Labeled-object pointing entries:
···

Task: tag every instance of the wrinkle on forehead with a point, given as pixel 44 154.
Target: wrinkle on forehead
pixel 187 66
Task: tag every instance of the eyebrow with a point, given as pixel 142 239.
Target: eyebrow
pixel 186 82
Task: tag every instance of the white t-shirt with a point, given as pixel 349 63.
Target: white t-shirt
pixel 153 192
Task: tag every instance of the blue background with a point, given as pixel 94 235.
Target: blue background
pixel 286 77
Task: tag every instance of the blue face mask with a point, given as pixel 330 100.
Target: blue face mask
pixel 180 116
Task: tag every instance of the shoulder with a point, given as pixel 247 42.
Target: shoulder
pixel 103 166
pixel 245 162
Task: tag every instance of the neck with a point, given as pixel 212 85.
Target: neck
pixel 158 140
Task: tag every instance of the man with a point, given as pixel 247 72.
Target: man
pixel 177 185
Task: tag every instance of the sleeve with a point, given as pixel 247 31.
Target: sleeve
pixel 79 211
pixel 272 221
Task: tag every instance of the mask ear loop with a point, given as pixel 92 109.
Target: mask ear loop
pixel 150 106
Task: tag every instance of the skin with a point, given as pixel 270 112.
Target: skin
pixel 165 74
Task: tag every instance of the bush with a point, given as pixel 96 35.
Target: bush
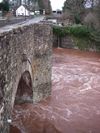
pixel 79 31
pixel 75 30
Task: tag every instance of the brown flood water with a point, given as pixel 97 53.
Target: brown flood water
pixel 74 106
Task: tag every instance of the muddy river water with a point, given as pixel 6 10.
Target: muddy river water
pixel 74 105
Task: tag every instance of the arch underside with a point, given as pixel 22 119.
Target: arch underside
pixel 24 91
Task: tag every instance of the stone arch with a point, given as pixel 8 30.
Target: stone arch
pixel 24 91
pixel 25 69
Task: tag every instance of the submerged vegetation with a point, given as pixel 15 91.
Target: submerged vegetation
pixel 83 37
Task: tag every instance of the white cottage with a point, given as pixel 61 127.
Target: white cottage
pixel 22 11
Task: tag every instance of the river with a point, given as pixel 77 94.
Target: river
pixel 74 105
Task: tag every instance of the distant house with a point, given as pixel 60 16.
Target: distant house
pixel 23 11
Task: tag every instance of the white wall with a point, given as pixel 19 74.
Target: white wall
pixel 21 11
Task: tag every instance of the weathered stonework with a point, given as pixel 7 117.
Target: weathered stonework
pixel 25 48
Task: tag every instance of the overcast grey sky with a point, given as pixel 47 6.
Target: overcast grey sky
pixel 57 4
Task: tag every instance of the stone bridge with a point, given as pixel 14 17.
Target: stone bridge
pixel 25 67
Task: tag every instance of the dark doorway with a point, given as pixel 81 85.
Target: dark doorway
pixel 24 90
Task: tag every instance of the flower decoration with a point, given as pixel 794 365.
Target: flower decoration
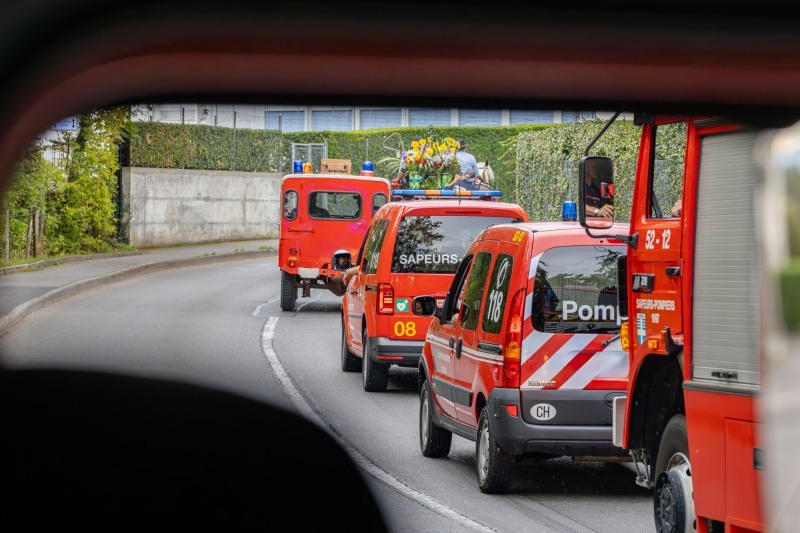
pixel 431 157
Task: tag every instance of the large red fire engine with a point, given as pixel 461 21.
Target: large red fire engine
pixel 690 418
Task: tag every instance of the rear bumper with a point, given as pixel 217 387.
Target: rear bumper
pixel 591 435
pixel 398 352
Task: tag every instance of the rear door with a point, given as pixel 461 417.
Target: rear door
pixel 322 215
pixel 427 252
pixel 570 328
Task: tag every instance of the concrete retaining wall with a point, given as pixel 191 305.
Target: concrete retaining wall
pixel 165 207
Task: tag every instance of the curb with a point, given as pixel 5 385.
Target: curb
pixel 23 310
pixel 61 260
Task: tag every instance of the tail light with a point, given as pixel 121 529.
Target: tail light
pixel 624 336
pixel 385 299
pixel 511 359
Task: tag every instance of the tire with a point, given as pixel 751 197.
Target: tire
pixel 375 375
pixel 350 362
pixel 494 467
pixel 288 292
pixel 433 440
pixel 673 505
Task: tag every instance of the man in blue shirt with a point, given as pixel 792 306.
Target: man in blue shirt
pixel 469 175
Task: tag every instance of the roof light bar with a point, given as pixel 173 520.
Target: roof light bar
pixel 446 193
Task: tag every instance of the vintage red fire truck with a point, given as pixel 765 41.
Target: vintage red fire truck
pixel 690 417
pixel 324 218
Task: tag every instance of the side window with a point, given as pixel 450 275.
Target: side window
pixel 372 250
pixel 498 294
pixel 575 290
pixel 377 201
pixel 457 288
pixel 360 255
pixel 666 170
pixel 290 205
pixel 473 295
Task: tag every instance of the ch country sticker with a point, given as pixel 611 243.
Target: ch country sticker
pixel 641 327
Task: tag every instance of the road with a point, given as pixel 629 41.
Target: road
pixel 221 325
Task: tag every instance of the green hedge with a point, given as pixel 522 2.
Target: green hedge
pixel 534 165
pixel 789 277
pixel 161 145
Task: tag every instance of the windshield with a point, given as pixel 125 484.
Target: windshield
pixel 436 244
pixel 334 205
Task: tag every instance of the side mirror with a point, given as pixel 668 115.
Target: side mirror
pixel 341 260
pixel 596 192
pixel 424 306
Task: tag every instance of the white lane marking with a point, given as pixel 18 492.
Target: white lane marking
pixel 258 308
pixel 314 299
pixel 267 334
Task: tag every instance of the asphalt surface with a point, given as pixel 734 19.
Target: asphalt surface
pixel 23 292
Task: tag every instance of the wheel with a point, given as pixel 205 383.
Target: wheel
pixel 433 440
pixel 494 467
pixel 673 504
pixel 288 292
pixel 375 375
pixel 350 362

···

Problem statement: Rewrite all of the material above, replacing "tag every instance of" with "mark each occurrence of" wherever it appears and keeping everything else the same. Leave the pictures out of your answer.

Solution:
Task: mark each occurrence of the wrinkle on forehead with a point, given as pixel 44 154.
Target: wrinkle on forehead
pixel 187 66
Task: mark each occurrence of the eyebrow with a point, given as pixel 142 239.
Target: eyebrow
pixel 186 82
Task: mark each occurrence of the white t-shirt with a point, given as pixel 349 63.
Target: white t-shirt
pixel 153 192
Task: mark each occurrence of the blue background with a point, given as pixel 94 235.
Target: blue background
pixel 286 77
Task: mark each occurrence of the blue face mask with a point, given as pixel 330 100.
Target: blue face mask
pixel 180 116
Task: mark each occurrence of the shoulder with a point, given as pixel 247 42.
Target: shoulder
pixel 103 166
pixel 245 162
Task: mark each occurrence of the neck with a point, given as pixel 212 85.
Target: neck
pixel 158 140
Task: mark each occurrence of the man with a point, given as pixel 247 72.
Target: man
pixel 177 185
Task: mark each occurrence of the sleeve with a point, given as pixel 247 31.
Target: sleeve
pixel 79 211
pixel 272 221
Task: mark each occurrence of the mask ear loop with a point, given as pixel 92 109.
Target: mask ear loop
pixel 150 106
Task: mark each occurrence of the skin with a point, given as pixel 270 112.
Target: skin
pixel 165 74
Task: mark each occurrence of the bush with a point, given as pixel 96 35.
Target: bush
pixel 79 31
pixel 75 30
Task: mark each occurrence of the brown flood water with a point, given as pixel 97 53.
Target: brown flood water
pixel 74 106
Task: mark each occurrence of the muddy river water with a point, given as pixel 6 10.
Target: muddy river water
pixel 74 105
Task: mark each occurrence of the arch underside with a point, given as pixel 22 119.
Target: arch underside
pixel 24 91
Task: mark each occurrence of the stone arch with a point, given as pixel 8 30.
Target: stone arch
pixel 24 91
pixel 25 69
Task: mark each occurrence of the submerged vegetation with a point, given as pixel 15 91.
Target: submerged vegetation
pixel 83 37
Task: mark each occurrence of the white cottage with a point, given as pixel 61 127.
Target: white cottage
pixel 22 11
Task: mark each occurrence of the river with a point, given as pixel 77 94.
Target: river
pixel 74 105
Task: mark each occurrence of the distant house with a point, given as pixel 60 16.
Target: distant house
pixel 23 11
Task: mark each occurrence of the white wall with a point, given as pixel 19 74.
Target: white wall
pixel 21 11
Task: mark each occurrence of the weathered stonework with a point, given as pixel 7 117.
Target: weathered stonework
pixel 25 48
Task: mark each occurrence of the overcast grey sky with a point, given as pixel 47 6.
Target: overcast grey sky
pixel 57 4
Task: mark each occurrence of the stone bridge with a point, given as pixel 14 17.
Target: stone bridge
pixel 25 67
Task: mark each occurrence of the dark doorway with a point, given as pixel 81 85.
Target: dark doorway
pixel 24 90
Task: mark each occurrence of the flower decoration with a point, given as pixel 794 365.
Target: flower decoration
pixel 431 157
Task: mark each occurrence of the large red fire engine with a point, given as pixel 461 21.
Target: large red fire engine
pixel 690 418
Task: mark each occurrence of the rear bumper with a point, given as pixel 217 387.
Target: rear bumper
pixel 591 435
pixel 398 352
Task: mark each occurrence of the rear door with a point, given as pixel 461 417.
Target: rear door
pixel 322 215
pixel 427 252
pixel 570 328
Task: mark each occurrence of the concrete retaining wall with a point, given as pixel 191 305.
Target: concrete retaining wall
pixel 165 207
Task: mark each occurrence of the curb with a point, given as pixel 5 385.
Target: curb
pixel 23 310
pixel 61 260
Task: mark each occurrence of the tail light with a point, given as pixel 121 529.
Target: tail light
pixel 624 336
pixel 385 299
pixel 511 359
Task: mark each occurrence of the tire with a point, given as pixel 751 197.
Target: tire
pixel 375 375
pixel 350 362
pixel 494 467
pixel 288 292
pixel 433 440
pixel 673 505
Task: mark each occurrence of the man in blue shirt with a point, given as pixel 792 306.
Target: man in blue shirt
pixel 469 175
Task: mark each occurrence of the roof light bar with a point, given as pixel 173 520.
Target: roof light bar
pixel 446 193
Task: mark each occurrence of the vintage red fire truck with a point, given as pixel 765 41.
Target: vintage red fire truck
pixel 690 417
pixel 324 218
Task: mark each occurrence of the side window with a point, given as pixel 450 275.
Target: side window
pixel 372 250
pixel 498 294
pixel 575 290
pixel 377 201
pixel 457 288
pixel 360 255
pixel 666 170
pixel 290 205
pixel 473 295
Task: mark each occurrence of the ch country sticker with a point, given as pixel 611 243.
Target: ch country sticker
pixel 641 327
Task: mark each occurrence of the road with a point, given as pixel 629 41.
Target: road
pixel 221 325
Task: mark each occurrence of the green hedge with a point, given as pixel 522 2.
Target: green hedge
pixel 534 165
pixel 789 277
pixel 161 145
Task: mark each occurrence of the windshield with a point, given as pixel 125 484.
Target: windshield
pixel 436 244
pixel 334 205
Task: mark each occurrence of the side mirror with a point, given as pixel 668 115.
Target: side mirror
pixel 341 260
pixel 596 192
pixel 424 306
Task: mark each occurrence of the white lane marking with a point, given as pixel 18 492.
Target: white lane marking
pixel 258 308
pixel 314 299
pixel 267 334
Task: mark each occurrence of the asphalt surface with a point, given as pixel 734 19.
Target: asphalt surface
pixel 23 292
Task: mark each occurrence of the wheel with a point, given as pixel 205 383.
Target: wheel
pixel 433 440
pixel 494 467
pixel 673 504
pixel 288 292
pixel 375 375
pixel 350 362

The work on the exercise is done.